[Start of INFORMATION SHOWN]
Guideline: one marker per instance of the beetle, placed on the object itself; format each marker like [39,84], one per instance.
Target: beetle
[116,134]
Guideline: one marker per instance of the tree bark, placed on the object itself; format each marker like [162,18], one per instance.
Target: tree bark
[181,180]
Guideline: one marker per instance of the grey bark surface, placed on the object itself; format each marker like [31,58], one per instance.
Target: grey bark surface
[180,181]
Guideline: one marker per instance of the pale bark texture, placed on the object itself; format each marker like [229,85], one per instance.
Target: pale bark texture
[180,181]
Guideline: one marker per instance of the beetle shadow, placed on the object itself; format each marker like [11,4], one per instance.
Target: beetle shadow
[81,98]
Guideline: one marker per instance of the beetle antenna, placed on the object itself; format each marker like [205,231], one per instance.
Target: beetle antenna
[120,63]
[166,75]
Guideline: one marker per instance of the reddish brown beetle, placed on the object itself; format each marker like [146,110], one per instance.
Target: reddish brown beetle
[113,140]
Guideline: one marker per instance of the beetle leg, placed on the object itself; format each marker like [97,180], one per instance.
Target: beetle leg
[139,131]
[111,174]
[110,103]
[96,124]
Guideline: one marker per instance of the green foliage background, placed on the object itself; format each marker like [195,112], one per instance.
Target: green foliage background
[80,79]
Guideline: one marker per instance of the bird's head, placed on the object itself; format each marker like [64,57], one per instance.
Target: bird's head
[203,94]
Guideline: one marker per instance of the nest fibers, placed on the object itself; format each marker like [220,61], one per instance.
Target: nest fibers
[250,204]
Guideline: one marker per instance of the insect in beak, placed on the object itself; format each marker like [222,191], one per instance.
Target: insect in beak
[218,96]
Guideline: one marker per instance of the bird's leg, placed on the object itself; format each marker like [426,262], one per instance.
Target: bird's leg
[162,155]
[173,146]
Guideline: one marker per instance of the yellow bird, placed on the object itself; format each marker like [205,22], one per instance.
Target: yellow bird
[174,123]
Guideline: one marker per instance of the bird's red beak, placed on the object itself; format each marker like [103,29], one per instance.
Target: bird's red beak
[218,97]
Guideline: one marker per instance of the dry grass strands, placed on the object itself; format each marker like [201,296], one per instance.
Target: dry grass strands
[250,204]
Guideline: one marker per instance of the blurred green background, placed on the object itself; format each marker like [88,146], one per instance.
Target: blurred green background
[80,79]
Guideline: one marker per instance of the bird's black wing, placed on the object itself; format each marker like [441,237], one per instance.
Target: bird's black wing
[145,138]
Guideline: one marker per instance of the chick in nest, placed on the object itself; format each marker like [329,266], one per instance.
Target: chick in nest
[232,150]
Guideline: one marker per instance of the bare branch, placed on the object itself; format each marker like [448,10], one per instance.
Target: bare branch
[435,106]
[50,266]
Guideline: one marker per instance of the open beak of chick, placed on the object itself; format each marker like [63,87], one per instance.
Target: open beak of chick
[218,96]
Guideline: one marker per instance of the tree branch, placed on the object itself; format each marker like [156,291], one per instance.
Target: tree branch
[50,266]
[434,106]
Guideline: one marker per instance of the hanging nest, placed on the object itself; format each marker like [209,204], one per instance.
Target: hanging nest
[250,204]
[End of INFORMATION SHOWN]
• **WHAT IS ASKED**
Quote only the lines from the line containing "Guideline: one marker per instance of the blurred" through the end of the entries, keeping the first and the last.

• **COMPLETED EXERCISE**
Guideline: one marker per instance of the blurred green background, placed on the object itself; format each marker like [88,146], one per instance.
Target: blurred green background
[80,79]
Guideline: one marker per instance of the bird's black wing, placed on the object itself; format each marker like [441,237], one per instance.
Target: bird's black wing
[145,138]
Guideline: one marker per instance of the chick in nest, placed on the object itself; format each marker like [329,266], one per instance.
Target: chick in nest
[232,150]
Guideline: one marker per instance of the bare branch, placed on the object itself; format each marker like [448,10], one per instance.
Target: bare branch
[435,106]
[50,266]
Guideline: one marker per instance of the open beak of chick, placed on the object itself; format each marker like [63,87], one per instance.
Target: open beak of chick
[218,96]
Guideline: one marker per instance of the tree branch, placed on the object itself; format each marker like [156,291], one per instance.
Target: tree branch
[50,266]
[434,106]
Guideline: one marker per instance of the hanging nest, placed on the object itself; format each marker like [209,204], one per instance.
Target: hanging nest
[250,204]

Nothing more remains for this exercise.